- [TO BE DONE]
Copy out the lines of the material below, starting with the line that contains "Scouting pass: put a marker on the green curtain, one" and going on through the line that contains "[(25, 74), (329, 146)]".

A data block:
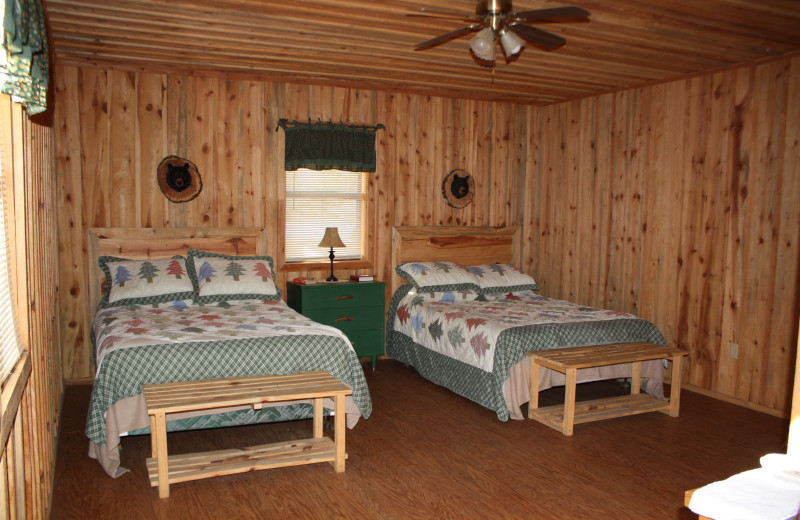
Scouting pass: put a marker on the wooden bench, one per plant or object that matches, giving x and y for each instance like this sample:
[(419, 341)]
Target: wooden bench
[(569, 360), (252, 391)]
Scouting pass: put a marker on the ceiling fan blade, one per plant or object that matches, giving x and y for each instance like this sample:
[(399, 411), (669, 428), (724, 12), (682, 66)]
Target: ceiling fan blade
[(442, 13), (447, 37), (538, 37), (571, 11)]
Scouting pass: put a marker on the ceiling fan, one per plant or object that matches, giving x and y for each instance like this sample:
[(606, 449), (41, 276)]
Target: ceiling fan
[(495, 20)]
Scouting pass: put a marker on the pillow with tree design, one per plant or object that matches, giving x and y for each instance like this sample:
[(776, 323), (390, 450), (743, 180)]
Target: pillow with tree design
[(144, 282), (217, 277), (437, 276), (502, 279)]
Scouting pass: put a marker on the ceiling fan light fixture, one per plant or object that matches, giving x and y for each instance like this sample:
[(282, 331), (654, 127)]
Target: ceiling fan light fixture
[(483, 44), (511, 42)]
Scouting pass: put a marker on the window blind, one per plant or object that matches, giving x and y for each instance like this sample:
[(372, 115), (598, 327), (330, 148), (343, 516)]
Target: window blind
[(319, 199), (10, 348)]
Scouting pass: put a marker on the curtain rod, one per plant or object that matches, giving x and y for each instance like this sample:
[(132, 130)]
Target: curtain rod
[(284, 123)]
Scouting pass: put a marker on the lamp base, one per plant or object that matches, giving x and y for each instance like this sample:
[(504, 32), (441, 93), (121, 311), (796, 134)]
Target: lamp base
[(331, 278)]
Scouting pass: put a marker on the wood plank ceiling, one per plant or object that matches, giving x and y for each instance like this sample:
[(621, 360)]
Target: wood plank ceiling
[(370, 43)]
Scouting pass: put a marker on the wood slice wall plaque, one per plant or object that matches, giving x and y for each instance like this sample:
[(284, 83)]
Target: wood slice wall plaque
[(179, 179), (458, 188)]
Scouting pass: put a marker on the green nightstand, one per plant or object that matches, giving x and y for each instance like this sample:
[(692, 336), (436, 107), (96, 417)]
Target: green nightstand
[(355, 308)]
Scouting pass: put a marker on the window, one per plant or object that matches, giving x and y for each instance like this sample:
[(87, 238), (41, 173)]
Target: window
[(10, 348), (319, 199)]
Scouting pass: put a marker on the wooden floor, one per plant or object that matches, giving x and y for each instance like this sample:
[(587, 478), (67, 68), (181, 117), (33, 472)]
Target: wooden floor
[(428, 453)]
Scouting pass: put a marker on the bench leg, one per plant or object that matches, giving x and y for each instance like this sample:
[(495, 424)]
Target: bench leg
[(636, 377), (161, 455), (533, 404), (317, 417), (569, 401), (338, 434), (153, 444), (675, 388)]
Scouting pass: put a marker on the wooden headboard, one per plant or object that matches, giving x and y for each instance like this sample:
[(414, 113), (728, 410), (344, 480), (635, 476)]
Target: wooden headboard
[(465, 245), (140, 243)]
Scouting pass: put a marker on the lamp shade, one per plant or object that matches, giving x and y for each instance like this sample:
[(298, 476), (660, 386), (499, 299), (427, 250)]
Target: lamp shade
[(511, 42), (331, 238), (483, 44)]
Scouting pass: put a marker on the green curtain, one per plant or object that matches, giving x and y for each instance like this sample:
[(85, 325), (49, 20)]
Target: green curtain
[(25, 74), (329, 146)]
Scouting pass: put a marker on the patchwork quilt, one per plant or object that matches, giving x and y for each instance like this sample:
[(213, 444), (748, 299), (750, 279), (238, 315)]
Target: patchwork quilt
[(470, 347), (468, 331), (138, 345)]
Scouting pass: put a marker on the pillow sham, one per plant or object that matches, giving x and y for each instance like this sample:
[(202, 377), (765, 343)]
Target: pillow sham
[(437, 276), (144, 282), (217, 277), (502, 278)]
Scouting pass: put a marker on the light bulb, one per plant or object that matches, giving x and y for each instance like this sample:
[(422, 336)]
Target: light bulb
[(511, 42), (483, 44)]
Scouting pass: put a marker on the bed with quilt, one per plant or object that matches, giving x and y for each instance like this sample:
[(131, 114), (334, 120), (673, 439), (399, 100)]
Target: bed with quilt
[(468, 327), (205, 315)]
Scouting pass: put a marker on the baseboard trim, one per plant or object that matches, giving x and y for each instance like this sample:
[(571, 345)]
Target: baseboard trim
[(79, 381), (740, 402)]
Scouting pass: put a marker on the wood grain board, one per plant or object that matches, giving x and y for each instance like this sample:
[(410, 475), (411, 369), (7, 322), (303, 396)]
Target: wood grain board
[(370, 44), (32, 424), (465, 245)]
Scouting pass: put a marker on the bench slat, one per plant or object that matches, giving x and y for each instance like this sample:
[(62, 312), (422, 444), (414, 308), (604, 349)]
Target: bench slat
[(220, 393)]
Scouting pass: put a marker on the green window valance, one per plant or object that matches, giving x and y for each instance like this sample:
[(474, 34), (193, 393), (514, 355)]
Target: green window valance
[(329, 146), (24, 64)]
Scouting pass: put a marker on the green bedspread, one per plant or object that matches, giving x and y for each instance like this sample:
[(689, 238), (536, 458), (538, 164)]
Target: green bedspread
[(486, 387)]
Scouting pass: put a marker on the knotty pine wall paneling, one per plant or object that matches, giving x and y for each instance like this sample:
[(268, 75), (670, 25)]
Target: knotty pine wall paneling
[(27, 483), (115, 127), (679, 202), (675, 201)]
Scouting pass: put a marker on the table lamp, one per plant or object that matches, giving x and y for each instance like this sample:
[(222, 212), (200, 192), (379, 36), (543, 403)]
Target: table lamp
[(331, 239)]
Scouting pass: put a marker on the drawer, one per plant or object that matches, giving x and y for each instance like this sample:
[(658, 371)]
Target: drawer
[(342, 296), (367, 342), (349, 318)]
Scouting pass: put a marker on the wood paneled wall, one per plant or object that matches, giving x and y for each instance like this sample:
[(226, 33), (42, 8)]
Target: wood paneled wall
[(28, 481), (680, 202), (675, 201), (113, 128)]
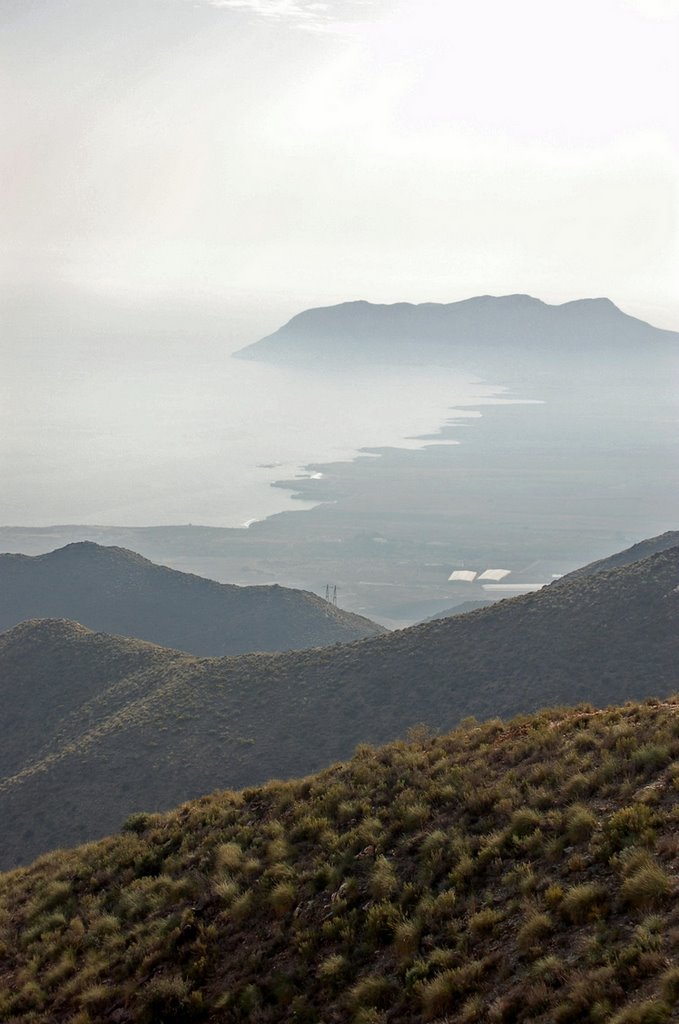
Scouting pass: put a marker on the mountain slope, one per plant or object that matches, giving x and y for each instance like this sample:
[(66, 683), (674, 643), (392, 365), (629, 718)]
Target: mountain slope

- [WRITTEN RESPONSE]
Scouting pass: put a marker on the green curtain, one per plant or object that matches, giving x and y for each instance like this sample:
[(85, 325), (49, 20)]
Target: green curtain
[(25, 74), (329, 146)]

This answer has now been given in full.